READING TEXT -
★ ★ ★ ★

By Michael Ketterhagen


Mary taught me about the difference between knowing something based on faith and knowing something based on one’s experience.


I was doing some gardening this weekend and pulling some of the grass that popped through the straw which covered most of our gardening spaces. I had put the straw over the ground this past fall to see if the ground cover could improve the quality of the soil. This Spring, lots of little shoots of grass popped through the straw. The little shoots of grass were scattered all over the straw-covered gardens. I thought that the straw I used had been peppered with many stray oat seeds.


It looked like young oats to me and not quack grass, even though it had quack grass appearance. I even pulled some of it out and it pulled up easily with no quack grass runners attached to any of the roots.


I told Mary that I thought it was oats, not quack grass. She looked at me as though I was not telling the truth. She knows how I hate to dig up the quack grass, even though that is the only way to stop its invasion of the gardens. I asked her, “Don’t you believe me?” She said, “Yes, I do and I don’t.”


I immediately understood what she was saying, and I said to her, “As someone you love and trust you believe what I’m saying and you still have doubt about what I’m saying because you haven’t experienced what I experienced.” She said “Yes.”

Mary had faith in my words. She trusted in my words and understandings and believed that I was telling the truth, but doubt still entered her mind. She needed to experience what I was saying in order to cast away all doubt.


Together, we witnessed the truth about Absolute Truth. The human mind only absolutely knows what is true when it experiences it. The mind always can be brought to a point of doubt or always has subtle doubt until one personally experiences a reality. Experiential knowledge, called Sri Vidya, in yoga philosophy is the highest truth, the highest form of knowledge.


Faith is an important part of that Sri Vidya because all of us must have faith in our personal experience and not doubt in our experiences in order for us to truly know what is true. However, after we experience something, especially in the early, brain-forming years of life, it is very hard to convince us that it is not actually true. Only very dramatic experiences, like a near-death experience or a devastating trauma, can change our perception of truth.

★ ★ ★ ★

TASK DETAILS -
According to the text on faith and experience, what name does yoga philosophy give to experiential knowledge?

SUPPLIED INFORMATION -
★ ★ ★ ★

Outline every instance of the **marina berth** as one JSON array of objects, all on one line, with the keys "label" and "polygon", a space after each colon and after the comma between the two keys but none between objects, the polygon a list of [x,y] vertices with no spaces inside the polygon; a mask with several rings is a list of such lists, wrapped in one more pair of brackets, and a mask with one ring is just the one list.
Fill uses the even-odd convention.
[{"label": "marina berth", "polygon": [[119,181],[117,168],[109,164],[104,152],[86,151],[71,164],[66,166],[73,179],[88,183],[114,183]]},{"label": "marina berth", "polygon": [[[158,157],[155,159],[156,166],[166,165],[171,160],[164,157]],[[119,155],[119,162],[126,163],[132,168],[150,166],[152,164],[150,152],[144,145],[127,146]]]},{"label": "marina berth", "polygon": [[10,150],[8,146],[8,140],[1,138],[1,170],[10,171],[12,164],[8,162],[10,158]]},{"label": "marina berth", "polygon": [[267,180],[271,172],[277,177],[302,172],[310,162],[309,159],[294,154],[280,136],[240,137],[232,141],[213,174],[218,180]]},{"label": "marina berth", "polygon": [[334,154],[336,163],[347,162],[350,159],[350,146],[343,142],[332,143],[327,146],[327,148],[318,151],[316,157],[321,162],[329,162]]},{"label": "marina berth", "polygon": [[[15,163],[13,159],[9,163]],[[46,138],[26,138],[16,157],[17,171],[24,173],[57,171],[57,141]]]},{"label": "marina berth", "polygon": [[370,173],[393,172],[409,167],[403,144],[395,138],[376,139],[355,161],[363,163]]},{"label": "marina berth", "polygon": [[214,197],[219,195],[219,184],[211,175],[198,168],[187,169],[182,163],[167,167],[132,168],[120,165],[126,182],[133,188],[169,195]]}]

★ ★ ★ ★

EXPECTED ANSWER -
Sri Vidya.